What is needed is an exact retyping of each entry, pictures excluded.

(Provided records)

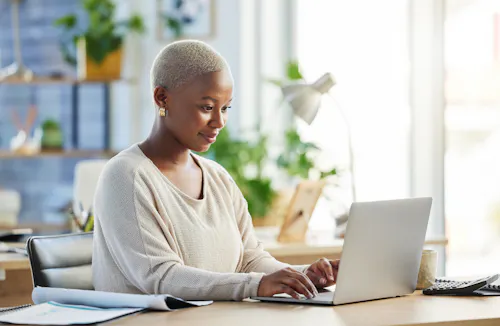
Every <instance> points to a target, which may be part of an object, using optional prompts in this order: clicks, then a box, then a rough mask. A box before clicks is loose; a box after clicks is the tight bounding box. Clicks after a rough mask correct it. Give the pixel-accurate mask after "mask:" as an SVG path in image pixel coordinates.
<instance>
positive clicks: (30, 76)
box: [0, 62, 33, 82]
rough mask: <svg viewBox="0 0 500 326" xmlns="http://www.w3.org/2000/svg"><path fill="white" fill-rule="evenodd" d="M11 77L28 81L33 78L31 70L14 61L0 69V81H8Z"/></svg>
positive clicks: (16, 78) (0, 81)
mask: <svg viewBox="0 0 500 326" xmlns="http://www.w3.org/2000/svg"><path fill="white" fill-rule="evenodd" d="M11 79H16V80H22V81H25V82H29V81H31V80H32V79H33V71H31V70H30V69H28V68H27V67H25V66H24V65H18V64H17V63H15V62H14V63H12V64H11V65H9V66H7V67H5V68H2V69H0V82H4V81H8V80H11Z"/></svg>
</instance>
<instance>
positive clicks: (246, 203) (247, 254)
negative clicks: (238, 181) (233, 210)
mask: <svg viewBox="0 0 500 326" xmlns="http://www.w3.org/2000/svg"><path fill="white" fill-rule="evenodd" d="M232 188H233V191H232V196H233V203H234V208H235V213H236V218H237V219H238V228H239V230H240V233H241V238H242V241H243V247H244V254H243V264H242V270H241V271H242V272H244V273H248V272H260V273H266V274H270V273H274V272H276V271H278V270H280V269H283V268H287V267H292V268H293V269H295V270H297V271H299V272H304V271H305V270H306V269H307V268H308V267H309V265H292V266H291V265H289V264H285V263H282V262H280V261H278V260H276V259H275V258H274V257H273V256H271V255H270V254H269V253H268V252H267V251H265V250H264V247H263V245H262V243H261V242H260V241H259V240H258V239H257V236H256V235H255V230H254V228H253V224H252V217H251V216H250V213H249V212H248V203H247V201H246V199H245V197H244V196H243V194H242V193H241V191H240V189H239V188H238V186H237V185H236V183H235V182H234V181H232Z"/></svg>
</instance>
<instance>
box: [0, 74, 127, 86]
mask: <svg viewBox="0 0 500 326" xmlns="http://www.w3.org/2000/svg"><path fill="white" fill-rule="evenodd" d="M125 80H126V79H103V80H80V79H75V78H71V77H43V76H37V77H34V78H33V79H31V80H29V81H26V80H24V79H22V78H9V79H7V80H4V81H0V85H37V84H46V85H47V84H48V85H50V84H73V85H74V84H92V83H111V82H117V81H125Z"/></svg>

(End Provided records)

Task response:
Every <instance> points to a target, which may be part of an object, using optional prompts in this order: clicks, then a box, then a rough mask. A box before clicks is loose; a box after clicks is the tight bounding box. Clicks after a rough mask correct it. Give the pixel-accurate mask after "mask:" as an SVG path in image pixel coordinates.
<instance>
positive clicks: (30, 76)
box: [0, 62, 33, 82]
rough mask: <svg viewBox="0 0 500 326" xmlns="http://www.w3.org/2000/svg"><path fill="white" fill-rule="evenodd" d="M11 77L28 81L33 78L31 70L14 61L0 69V81H8Z"/></svg>
positive clicks: (16, 78) (0, 81)
mask: <svg viewBox="0 0 500 326" xmlns="http://www.w3.org/2000/svg"><path fill="white" fill-rule="evenodd" d="M11 79H16V80H22V81H25V82H29V81H31V80H32V79H33V71H31V70H30V69H28V68H27V67H25V66H24V65H18V64H17V63H15V62H14V63H12V64H11V65H9V66H7V67H5V68H2V69H0V82H4V81H8V80H11Z"/></svg>
</instance>
<instance>
positive clicks: (246, 203) (247, 254)
negative clicks: (238, 181) (233, 210)
mask: <svg viewBox="0 0 500 326" xmlns="http://www.w3.org/2000/svg"><path fill="white" fill-rule="evenodd" d="M232 188H233V191H232V196H233V203H234V208H235V213H236V218H237V219H238V228H239V230H240V233H241V238H242V241H243V247H244V254H243V264H242V270H241V271H242V272H244V273H248V272H260V273H266V274H270V273H274V272H276V271H278V270H280V269H283V268H287V267H292V268H293V269H295V270H297V271H299V272H304V271H305V270H306V269H307V268H308V267H309V265H292V266H291V265H289V264H285V263H282V262H280V261H278V260H276V259H275V258H274V257H273V256H271V255H270V254H269V253H268V252H267V251H265V250H264V247H263V245H262V243H261V242H260V241H259V240H258V239H257V236H256V235H255V230H254V228H253V224H252V217H251V216H250V213H249V212H248V203H247V201H246V199H245V197H244V196H243V194H242V193H241V191H240V189H239V188H238V186H237V185H236V183H235V182H234V181H232Z"/></svg>
</instance>
<instance>
box: [0, 74, 127, 86]
mask: <svg viewBox="0 0 500 326" xmlns="http://www.w3.org/2000/svg"><path fill="white" fill-rule="evenodd" d="M125 80H126V79H103V80H80V79H75V78H71V77H43V76H37V77H34V78H33V79H31V80H29V81H26V80H24V79H22V78H9V79H7V80H4V81H0V85H37V84H46V85H47V84H48V85H50V84H73V85H74V84H92V83H111V82H117V81H125Z"/></svg>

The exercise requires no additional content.